--- BEGIN ---
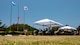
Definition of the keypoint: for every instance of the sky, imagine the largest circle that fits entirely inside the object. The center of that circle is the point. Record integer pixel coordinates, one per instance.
(62, 11)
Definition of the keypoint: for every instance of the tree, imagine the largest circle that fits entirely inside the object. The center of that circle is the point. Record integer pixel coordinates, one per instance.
(21, 28)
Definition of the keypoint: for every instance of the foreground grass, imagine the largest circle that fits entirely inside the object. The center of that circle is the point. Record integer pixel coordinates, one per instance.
(40, 40)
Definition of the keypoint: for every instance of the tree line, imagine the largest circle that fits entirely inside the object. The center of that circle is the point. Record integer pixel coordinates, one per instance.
(19, 28)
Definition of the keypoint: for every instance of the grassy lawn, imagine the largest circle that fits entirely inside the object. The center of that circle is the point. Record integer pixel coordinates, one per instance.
(39, 40)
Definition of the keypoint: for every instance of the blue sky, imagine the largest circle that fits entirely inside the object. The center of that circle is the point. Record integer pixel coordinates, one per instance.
(63, 11)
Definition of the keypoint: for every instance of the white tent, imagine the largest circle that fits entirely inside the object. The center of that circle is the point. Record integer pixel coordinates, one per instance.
(47, 22)
(68, 27)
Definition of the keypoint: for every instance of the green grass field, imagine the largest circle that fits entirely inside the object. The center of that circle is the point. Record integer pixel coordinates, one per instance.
(39, 40)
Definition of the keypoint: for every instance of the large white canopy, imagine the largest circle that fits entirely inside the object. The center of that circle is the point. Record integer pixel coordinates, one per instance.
(47, 22)
(68, 27)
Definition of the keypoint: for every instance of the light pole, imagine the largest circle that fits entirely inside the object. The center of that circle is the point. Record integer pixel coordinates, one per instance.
(25, 9)
(12, 4)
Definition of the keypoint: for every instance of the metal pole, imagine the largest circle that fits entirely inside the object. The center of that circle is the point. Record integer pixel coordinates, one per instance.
(24, 21)
(18, 18)
(10, 17)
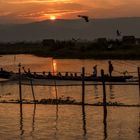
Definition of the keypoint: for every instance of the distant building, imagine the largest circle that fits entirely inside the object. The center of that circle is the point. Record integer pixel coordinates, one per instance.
(137, 41)
(129, 40)
(101, 40)
(48, 42)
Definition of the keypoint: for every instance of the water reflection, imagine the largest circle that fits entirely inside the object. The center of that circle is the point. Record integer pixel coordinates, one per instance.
(21, 120)
(33, 119)
(84, 120)
(96, 95)
(105, 121)
(111, 92)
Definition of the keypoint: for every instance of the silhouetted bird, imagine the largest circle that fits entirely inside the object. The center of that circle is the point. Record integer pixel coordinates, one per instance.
(84, 17)
(118, 33)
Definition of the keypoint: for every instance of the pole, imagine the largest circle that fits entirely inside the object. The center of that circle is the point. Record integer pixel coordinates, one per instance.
(104, 87)
(32, 90)
(139, 76)
(83, 85)
(104, 105)
(20, 90)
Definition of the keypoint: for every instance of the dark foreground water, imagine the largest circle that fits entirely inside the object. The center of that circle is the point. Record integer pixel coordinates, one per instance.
(69, 122)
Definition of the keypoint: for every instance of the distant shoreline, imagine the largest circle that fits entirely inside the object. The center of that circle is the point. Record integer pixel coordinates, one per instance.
(70, 50)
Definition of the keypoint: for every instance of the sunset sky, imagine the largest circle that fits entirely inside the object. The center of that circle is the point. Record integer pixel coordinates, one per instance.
(22, 11)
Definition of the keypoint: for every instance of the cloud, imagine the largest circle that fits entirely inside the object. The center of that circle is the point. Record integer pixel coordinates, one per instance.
(42, 9)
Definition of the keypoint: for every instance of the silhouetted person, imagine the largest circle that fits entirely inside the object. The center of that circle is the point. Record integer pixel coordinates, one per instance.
(95, 71)
(118, 33)
(84, 17)
(110, 68)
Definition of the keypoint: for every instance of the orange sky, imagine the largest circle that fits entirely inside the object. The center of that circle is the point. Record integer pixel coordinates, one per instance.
(36, 10)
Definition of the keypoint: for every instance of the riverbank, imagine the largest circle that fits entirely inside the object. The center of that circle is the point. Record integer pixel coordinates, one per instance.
(72, 51)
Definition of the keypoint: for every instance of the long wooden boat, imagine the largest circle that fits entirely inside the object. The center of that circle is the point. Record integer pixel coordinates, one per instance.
(15, 76)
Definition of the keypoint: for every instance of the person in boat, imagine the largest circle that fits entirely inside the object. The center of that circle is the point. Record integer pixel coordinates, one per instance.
(95, 71)
(111, 68)
(1, 69)
(49, 74)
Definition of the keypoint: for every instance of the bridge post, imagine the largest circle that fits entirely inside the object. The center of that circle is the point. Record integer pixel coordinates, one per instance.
(83, 85)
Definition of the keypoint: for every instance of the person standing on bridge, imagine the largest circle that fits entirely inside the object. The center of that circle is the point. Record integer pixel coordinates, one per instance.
(110, 68)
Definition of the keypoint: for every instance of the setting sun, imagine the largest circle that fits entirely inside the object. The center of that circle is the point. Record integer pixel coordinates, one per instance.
(52, 17)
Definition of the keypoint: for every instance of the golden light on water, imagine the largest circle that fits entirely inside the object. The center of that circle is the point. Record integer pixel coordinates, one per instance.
(52, 17)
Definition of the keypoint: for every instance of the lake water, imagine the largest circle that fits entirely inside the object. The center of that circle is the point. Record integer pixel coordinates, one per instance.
(69, 122)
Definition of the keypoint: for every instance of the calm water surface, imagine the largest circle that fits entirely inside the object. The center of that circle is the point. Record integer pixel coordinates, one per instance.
(69, 122)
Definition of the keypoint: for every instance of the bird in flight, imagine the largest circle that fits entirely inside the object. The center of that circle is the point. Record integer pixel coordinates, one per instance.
(86, 18)
(118, 33)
--- END ---
## Task objective
Quote, word for word, every line starting at the one that contains "Definition of the keypoint: for every instance of the lake" and ending with the final line of the entries.

## Output
Definition of the keypoint: for every instance of the lake water, imagine the largest circle that fits entirely inside the object. The center of that circle is the point. Record integer pixel coordinates, one per instance.
(69, 122)
Definition of the keypoint: for every instance of the calm water surface, imagine the largest circle that fits entirely inside the object. The center of that circle is the point. Record integer pixel coordinates, one per instance.
(69, 122)
Definition of the keypoint: for every instance of the bird in flight, imagine the largest circle that fits entirely inside the object. The center of that circle is the point. Record integer pixel coordinates, one per instance.
(86, 18)
(118, 33)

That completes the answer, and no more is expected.